### Written problem:
Copy out word for word the stretch of lines from the one containing "Where can you see the rear door here?" through the end of the lines.
━━━━━ Material shown ━━━━━
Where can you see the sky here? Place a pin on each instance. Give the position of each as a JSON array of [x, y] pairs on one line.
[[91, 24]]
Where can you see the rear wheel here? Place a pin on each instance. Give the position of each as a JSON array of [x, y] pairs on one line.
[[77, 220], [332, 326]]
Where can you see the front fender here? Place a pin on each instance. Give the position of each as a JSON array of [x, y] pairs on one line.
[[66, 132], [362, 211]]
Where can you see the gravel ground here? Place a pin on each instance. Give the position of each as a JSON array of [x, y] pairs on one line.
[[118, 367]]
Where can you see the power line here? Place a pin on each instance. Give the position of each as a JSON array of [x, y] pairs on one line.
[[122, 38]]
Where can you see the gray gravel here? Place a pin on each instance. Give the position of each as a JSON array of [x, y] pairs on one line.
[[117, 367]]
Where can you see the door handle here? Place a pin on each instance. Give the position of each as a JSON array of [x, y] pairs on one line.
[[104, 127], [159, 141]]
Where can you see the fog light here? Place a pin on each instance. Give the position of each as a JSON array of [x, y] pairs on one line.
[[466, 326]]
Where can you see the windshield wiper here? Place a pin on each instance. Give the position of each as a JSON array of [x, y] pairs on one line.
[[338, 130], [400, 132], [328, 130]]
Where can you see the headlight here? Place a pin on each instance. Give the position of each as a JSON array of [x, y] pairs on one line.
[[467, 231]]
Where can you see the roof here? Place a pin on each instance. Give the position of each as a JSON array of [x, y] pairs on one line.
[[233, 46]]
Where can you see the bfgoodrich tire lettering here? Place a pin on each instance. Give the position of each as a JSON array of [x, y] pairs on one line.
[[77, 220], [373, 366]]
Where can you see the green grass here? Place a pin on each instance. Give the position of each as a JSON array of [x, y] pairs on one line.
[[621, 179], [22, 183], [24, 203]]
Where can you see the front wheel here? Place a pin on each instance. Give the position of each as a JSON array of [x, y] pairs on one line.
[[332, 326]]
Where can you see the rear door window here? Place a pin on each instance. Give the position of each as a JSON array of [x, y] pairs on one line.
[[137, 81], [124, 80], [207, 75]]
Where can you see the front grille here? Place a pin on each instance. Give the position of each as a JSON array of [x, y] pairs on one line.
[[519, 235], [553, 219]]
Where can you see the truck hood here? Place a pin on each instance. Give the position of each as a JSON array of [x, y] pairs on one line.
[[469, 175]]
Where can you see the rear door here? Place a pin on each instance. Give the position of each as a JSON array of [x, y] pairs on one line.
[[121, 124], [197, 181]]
━━━━━
### Written answer:
Where can you see the rear door here? Place a pin on each instance. Give the position of each as a JSON array of [x, y] pairs on one line.
[[121, 124], [197, 181]]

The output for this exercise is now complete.